#### [Tasks to carry out]
(a) Decide whether each statement agrees with the text on the European Cybersecurity Certificate, and answer yes or no with the text's deciding words in quotation marks. (i) Smart meter gateways are classified as critical products. (ii) An ITSEF must be accredited under ISO/IEC 27001. (iii) The EUCC scheme is specified in Implementing Regulation (EU) 2024/482.
(b) Write what comes next in the text on the European Cybersecurity Certificate, picking up after its last line.

#### [Page text]
+++

European Cybersecurity Certificate (EUCC)
Overview
For critical products (Annex IV CRA), a European Cybersecurity Certificate (EUCC) at least at assurance level "substantial" is required. The EUCC is based on the EU Cybersecurity Act (Regulation (EU) 2019/881) and the Common Criteria framework (ISO/IEC 15408).
LEGAL BASIS
Art. 24(3) CRA: For critical products listed in Annex IV, a European cybersecurity certificate at assurance level "substantial" or higher must be obtained.
Regulation (EU) 2019/881 (Cybersecurity Act): Defines the European framework for cybersecurity certification.
EUCC Scheme (Implementing Regulation (EU) 2024/482): Specifies the European Common Criteria-based certification scheme.
Applicability
| Category | EUCC required? |
|---|---|
| Default | No |
| Class I | No |
| Class II | No |
| Critical (Annex IV) | Yes |
Annex IV Product Categories
The following products are classified as critical:
- Hardware security modules (HSM)
- Smartcards and similar devices (incl. secure elements)
- Smartcard readers
- Sensors and actuators for robots and machine controls
- Smart meter gateways
Assurance Levels
The EUCC defines two levels, based on Common Criteria Evaluation Assurance Levels (EAL):
| EUCC Level | Common Criteria | Examination Depth | Typical Use |
|---|---|---|---|
| Substantial | EAL 3-4 | Methodically tested and checked | Minimum for CRA Annex IV |
| High | EAL 5-7 | Semi-formally/formally verified | High-security products |
For the CRA, at least the "substantial" level is required.
Procedure
1. Select an Evaluation Facility (ITSEF)
- ITSEF = IT Security Evaluation Facility
- Must be accredited under ISO/IEC 17025
- Must be recognised by the national cybersecurity certification authority
- In Germany: BSI (Federal Office for Information Security) as the responsible authority
2. Create Protection Profile / Security Target
Security Target (ST)
The Security Target defines:
- TOE (Target of Evaluation) – Precise description of the product to be evaluated
- Security problem – Threats, organisational security policies, assumptions
- Security objectives – For the TOE and the operational environment
- Security requirements – Functional (SFR) and assurance (SAR)
- TOE summary – How the requirements are met
Protection Profile (PP)
If a relevant Protection Profile exists, it should be referenced. This simplifies the evaluation as security requirements are already standardised.
3. Evaluation
The ITSEF conducts the evaluation:
| EAL | Evaluation Activities |
|---|---|
| EAL 1 | Functionally tested |
| EAL 2 | Structurally tested |
| EAL 3 | Methodically tested and checked |
| EAL 4 | Methodically designed, tested and checked |
| EAL 5 | Semi-formally designed and tested |
| EAL 6 | Semi-formally verified |
| EAL 7 | Formally verified |
For CRA Annex IV, typically EAL 3 or EAL 4 is required ("substantial" level).
4. Certification
Upon successful evaluation:
- ITSEF produces Evaluation Technical Report (ETR)

+++

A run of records
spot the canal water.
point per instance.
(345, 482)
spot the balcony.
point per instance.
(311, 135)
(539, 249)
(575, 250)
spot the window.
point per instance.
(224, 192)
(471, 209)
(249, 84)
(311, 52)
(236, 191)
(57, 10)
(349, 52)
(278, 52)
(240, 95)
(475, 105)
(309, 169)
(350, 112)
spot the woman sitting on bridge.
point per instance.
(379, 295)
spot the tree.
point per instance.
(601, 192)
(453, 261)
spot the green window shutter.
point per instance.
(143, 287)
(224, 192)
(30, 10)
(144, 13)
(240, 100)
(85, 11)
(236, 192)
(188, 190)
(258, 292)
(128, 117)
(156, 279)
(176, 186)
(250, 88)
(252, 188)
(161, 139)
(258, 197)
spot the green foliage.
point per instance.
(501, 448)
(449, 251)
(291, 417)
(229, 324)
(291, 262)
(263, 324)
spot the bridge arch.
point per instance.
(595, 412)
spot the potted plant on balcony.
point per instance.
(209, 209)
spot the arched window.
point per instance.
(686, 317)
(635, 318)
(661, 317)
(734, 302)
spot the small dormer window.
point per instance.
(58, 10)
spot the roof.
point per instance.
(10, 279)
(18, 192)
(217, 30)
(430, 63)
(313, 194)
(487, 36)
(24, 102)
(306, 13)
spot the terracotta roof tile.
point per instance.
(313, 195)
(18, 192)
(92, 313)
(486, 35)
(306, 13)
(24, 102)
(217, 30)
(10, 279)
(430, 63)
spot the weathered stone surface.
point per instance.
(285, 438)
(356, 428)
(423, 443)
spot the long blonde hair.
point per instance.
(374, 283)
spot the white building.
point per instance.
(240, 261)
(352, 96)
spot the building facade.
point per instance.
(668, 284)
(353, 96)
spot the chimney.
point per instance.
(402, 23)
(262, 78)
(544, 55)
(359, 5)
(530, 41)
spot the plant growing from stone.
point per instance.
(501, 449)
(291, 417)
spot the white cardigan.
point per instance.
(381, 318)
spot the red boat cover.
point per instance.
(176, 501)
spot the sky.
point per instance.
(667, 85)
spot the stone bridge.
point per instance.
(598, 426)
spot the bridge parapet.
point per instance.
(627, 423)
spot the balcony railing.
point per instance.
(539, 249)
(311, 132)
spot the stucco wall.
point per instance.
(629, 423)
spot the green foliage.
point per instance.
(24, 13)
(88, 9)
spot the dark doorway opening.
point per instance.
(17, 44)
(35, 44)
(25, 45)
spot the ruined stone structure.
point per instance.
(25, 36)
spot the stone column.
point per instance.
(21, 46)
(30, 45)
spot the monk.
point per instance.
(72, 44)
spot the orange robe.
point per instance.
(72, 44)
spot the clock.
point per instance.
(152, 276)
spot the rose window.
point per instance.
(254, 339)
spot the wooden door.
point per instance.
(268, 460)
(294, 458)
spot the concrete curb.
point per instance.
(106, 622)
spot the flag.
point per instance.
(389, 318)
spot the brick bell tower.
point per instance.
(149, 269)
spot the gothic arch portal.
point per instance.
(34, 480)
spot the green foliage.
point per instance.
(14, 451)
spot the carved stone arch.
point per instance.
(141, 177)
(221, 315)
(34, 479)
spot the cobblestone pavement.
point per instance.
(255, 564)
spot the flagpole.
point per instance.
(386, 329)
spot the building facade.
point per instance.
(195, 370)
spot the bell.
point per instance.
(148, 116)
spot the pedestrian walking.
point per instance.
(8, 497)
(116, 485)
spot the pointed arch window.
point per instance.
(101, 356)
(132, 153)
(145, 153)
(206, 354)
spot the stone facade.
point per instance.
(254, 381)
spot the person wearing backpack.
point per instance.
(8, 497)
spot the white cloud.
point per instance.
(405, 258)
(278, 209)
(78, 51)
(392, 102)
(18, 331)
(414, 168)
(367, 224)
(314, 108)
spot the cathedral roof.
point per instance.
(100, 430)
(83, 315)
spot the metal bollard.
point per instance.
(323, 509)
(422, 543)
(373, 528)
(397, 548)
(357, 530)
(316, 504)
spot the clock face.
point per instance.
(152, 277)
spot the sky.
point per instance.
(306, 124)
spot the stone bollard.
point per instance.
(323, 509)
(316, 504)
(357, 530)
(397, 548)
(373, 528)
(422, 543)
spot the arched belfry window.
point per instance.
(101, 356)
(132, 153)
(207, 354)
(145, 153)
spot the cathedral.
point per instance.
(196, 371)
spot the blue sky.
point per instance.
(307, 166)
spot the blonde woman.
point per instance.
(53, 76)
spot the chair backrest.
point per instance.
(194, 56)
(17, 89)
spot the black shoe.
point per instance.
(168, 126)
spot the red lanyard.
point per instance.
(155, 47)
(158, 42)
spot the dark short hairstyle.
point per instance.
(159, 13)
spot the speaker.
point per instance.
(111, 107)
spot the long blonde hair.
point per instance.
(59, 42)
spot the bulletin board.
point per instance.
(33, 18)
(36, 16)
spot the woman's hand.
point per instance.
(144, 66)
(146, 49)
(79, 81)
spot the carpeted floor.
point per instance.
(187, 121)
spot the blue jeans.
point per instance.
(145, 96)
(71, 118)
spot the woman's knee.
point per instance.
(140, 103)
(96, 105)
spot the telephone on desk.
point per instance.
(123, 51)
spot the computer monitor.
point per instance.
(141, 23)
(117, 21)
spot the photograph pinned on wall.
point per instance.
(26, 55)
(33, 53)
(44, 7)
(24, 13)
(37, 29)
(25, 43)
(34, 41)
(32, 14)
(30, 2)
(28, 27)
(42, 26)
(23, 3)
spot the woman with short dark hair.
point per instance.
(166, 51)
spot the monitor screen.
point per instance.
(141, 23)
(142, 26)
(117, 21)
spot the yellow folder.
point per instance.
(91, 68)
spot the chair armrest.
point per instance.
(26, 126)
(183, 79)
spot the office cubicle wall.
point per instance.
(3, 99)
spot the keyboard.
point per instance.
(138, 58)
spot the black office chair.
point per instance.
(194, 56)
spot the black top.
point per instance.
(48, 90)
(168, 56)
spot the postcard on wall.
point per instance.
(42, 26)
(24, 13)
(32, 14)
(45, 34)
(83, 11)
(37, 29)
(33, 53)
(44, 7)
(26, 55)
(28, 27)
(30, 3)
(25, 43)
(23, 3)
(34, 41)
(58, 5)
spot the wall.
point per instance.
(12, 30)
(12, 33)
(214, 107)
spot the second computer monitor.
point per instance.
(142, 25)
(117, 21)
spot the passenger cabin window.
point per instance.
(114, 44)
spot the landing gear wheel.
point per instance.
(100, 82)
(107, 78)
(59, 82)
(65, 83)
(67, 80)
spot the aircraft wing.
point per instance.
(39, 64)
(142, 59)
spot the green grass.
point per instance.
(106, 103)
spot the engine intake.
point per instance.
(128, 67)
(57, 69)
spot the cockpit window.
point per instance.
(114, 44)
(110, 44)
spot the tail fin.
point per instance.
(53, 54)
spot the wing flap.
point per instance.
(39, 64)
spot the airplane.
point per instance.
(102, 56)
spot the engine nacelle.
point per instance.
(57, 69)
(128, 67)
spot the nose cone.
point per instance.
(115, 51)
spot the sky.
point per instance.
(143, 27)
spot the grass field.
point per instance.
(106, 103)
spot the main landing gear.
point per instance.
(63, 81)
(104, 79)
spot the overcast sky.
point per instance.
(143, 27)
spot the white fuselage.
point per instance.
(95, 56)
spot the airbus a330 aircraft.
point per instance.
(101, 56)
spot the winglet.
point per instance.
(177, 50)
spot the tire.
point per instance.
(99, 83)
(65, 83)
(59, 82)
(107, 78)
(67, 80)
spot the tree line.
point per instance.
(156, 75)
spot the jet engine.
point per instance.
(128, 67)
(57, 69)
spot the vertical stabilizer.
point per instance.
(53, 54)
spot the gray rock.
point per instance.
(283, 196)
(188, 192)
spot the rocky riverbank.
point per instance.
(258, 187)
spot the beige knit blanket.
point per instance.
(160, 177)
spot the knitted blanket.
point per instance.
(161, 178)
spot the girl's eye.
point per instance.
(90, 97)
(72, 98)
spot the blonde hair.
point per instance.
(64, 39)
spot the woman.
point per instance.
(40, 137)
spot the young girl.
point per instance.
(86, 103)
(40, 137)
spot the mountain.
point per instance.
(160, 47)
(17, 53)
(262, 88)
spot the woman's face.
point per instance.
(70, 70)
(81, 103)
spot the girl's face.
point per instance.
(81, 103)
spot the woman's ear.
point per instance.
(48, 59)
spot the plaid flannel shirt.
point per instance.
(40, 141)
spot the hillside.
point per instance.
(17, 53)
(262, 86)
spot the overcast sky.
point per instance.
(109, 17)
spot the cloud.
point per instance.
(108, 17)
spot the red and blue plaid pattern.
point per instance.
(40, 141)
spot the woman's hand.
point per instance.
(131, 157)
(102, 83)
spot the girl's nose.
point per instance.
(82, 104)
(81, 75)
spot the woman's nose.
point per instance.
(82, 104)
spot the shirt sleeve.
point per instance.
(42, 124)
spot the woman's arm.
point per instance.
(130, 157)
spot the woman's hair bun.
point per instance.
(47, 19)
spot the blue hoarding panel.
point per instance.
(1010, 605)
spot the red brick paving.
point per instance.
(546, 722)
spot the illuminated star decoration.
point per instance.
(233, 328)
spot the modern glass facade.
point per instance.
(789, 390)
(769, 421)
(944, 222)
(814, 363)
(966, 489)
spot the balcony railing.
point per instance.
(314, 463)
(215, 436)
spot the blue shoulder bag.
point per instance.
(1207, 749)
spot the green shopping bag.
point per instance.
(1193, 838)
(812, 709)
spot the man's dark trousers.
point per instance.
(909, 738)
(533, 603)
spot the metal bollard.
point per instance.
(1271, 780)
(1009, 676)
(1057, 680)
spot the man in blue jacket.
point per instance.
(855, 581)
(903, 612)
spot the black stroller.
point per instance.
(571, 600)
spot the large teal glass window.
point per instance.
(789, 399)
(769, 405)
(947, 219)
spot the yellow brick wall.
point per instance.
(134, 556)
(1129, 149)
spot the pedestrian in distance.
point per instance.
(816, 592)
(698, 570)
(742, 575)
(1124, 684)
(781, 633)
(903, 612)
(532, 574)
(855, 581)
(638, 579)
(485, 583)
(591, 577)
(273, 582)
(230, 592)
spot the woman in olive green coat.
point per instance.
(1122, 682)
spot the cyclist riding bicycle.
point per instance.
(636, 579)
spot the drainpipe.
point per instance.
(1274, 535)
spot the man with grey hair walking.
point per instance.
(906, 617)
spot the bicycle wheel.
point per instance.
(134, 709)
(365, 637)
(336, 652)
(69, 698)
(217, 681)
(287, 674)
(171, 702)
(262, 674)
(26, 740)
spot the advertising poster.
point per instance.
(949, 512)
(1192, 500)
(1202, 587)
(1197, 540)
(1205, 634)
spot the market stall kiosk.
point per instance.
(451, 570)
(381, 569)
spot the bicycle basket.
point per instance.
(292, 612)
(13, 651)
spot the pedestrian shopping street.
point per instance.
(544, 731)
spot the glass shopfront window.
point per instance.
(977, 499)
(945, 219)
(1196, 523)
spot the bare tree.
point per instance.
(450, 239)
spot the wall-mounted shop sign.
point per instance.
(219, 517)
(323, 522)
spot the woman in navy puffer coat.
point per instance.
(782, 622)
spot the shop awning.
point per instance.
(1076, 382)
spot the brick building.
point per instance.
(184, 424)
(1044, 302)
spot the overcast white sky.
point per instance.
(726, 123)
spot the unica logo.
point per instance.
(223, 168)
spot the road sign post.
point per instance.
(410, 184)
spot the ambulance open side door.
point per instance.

+++

#### [Answers to each task]
(a)
(i) Yes: "The following products are classified as critical:" lists "Smart meter gateways".
(ii) No: "Must be accredited under ISO/IEC 17025".
(iii) Yes: "EUCC Scheme (Implementing Regulation (EU) 2024/482): Specifies the European Common Criteria-based certification scheme."

(b)
- National certification body (e.g., BSI) reviews the ETR
- EUCC certificate is issued
- Certificate is published in the EU cybersecurity certification database
5. Maintenance
- Certificate validity: Limited (typically 3-5 years)
- Assurance continuity: For minor changes (maintenance update)
- Re-evaluation: For significant changes
- Vulnerability management: Ongoing obligation for vulnerability handling
Timeline
| Phase | Estimated Duration |
|---|---|
| Security Target creation | 2-4 months |
| ITSEF selection and engagement | 1-2 months |
| Evaluation (EAL 4) | 6-12 months |
| Certification by national body | 2-4 months |
| Total | approx. 12-24 months |
LEAD TIME
EUCC evaluations are extensive and time-consuming. Begin planning at least 18-24 months before the planned market launch.
Costs
| Cost Factor | Estimated Range |
|---|---|
| Security Target creation | EUR 15,000 - 50,000 |
| Evaluation (EAL 3-4) | EUR 50,000 - 200,000 |
| Certification fees | EUR 5,000 - 15,000 |
| Maintenance / Re-evaluation | EUR 20,000 - 100,000 |
| Total (initial assessment) | approx. EUR 70,000 - 265,000 |
Note: Actual costs depend heavily on product complexity and target EAL.
Relevance for BAUER GROUP
Based on the Product Classification:
| Annex IV Category | Affects BAUER GROUP? | Action |
|---|---|---|
| Hardware security modules (HSM) | No (usage, not manufacturing) | None |
| Smartcards / Secure elements | No (typically) | None |
| Smart meter gateways | Check | If energy products are manufactured |
| Sensors/actuators for robots | Check | If safety-critical controls are manufactured |
CURRENT STATUS
Based on current assessment, no BAUER GROUP products fall under Annex IV. This assessment is reviewed for each new product and when Delegated Acts are amended.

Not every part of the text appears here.